Exercises:
(a) In the article on Jiajiang woodcut Door God paintings, why did Zhang Rongqiang learn woodcut printing largely from one man's collection? Answer in one to three sentences.
(b) Continue the article on Jiajiang woodcut Door God paintings after its final sentence.

Quoted passage:
________
Door God woodcut paintings are believed to be able to protect home in China.
A centuries-old woodcut painting is coming to life thanks to Zhang Rongqiang's craftsmanship. The man in southwest China's Sichuan Province has engaged in restoring such endangered folk art for nearly a decade.
Zhang used to collect woodcut prints in Sichuan's Jiajiang County, which is known for age-old block-printing techniques. He began to try making one when he could no longer find such paintings back in 2010.
Woodcut paintings used to be must-have decorations for Chinese lunar new year and other festivals. In the past, a pair of such paintings with images of two legendary majestic warriors were put up on the gate of almost every home to protect their safety, known as Door God.
A classic woodcut print of Sichuan Province's Jiajiang County.
Jiajiang County's woodcut is not only popular in Sichuan Province for its impressive warrior images, but was also listed as an intangible cultural heritage under national protection in 2008.
"Since there were no such paintings available here, I began to look all around for a craftsman to teach me how to make it," Zhang said. He failed to find anyone, but met a collector of old woodcut printing plates. So, Zhang began to learn woodcut printing largely based on the man's collection.
It needs six steps or six plates to print a multi-color Door God. Each plate is carved with different patterns and painted with different colors, and the image can be printed step by step, or board by board, accordingly. Papers are then left to air dry before each of the next five procedures continue.
________
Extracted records
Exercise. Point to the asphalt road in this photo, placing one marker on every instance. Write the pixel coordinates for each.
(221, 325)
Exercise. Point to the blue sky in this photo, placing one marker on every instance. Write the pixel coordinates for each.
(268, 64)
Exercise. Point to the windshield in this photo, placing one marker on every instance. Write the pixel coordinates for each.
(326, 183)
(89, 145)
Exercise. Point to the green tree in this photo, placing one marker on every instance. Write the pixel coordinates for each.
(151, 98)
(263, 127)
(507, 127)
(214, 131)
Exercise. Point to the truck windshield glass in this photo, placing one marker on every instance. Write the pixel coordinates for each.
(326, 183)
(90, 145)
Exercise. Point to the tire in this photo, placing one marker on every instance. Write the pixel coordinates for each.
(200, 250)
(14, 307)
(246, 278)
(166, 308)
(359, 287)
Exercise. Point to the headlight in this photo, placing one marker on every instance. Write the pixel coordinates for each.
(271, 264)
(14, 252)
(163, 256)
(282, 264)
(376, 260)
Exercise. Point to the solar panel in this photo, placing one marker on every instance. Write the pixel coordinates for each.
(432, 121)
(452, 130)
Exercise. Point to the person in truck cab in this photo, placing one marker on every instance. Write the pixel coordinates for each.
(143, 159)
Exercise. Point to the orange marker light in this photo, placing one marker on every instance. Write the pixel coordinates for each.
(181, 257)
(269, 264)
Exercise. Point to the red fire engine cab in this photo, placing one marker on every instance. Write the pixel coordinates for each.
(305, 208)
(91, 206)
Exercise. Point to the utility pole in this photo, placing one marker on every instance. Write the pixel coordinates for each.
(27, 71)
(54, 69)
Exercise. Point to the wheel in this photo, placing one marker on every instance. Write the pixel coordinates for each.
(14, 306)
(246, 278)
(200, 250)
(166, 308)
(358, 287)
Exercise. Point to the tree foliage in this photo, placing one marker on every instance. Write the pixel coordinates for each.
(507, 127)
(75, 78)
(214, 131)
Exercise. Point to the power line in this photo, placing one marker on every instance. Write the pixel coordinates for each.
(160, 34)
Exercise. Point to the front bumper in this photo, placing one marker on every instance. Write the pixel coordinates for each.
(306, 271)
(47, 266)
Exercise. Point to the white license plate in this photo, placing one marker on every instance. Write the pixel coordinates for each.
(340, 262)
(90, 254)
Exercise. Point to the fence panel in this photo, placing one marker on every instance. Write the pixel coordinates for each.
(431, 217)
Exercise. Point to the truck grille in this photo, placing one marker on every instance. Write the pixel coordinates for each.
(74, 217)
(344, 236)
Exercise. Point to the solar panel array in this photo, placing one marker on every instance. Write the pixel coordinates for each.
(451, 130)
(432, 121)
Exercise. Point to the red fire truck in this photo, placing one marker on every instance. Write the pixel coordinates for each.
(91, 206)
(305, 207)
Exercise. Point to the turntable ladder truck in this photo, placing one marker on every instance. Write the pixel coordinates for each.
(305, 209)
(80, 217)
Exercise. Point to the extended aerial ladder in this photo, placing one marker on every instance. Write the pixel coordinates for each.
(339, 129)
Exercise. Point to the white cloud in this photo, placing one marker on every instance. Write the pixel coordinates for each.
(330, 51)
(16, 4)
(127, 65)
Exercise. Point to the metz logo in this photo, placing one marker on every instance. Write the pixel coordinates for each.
________
Responses to the exercise:
(a) Zhang looked all around for a craftsman who could teach him to make the paintings but could not find one. He did meet a collector of old woodcut printing plates, so he learned largely from that man's collection.

(b)
It takes a sophisticated craftsman a week alone to produce two dozens of half-finished paintings of each of the abovementioned six phases.
The board or plate also requires strict processing that may last six months. Work includes but is not limited to soaking, steaming, retting, cleansing, polishing and stitching.
Zhang Rongqiang is carving a woodcut plate.
Zhang is now running a workshop of simply five craftsmen to meet the narrow demand.
But his efforts to sustain the workshop is paying off.
"A black pottery factory is seeking business opportunities with us recently," Zhang said, "besides, we have received 120,000 yuan (about 20,000 U.S. dollars) as support from the local government this year."
Samples of derivatives of woodcut prints designed by Zhang Rongqiang's workshop
Zhang used part of the fund to innovate their products, such as designing derivatives of tea cups, lampshades and table cloth.
He is convinced that more people will like his woodcut paintings. (All photos by Wang Di)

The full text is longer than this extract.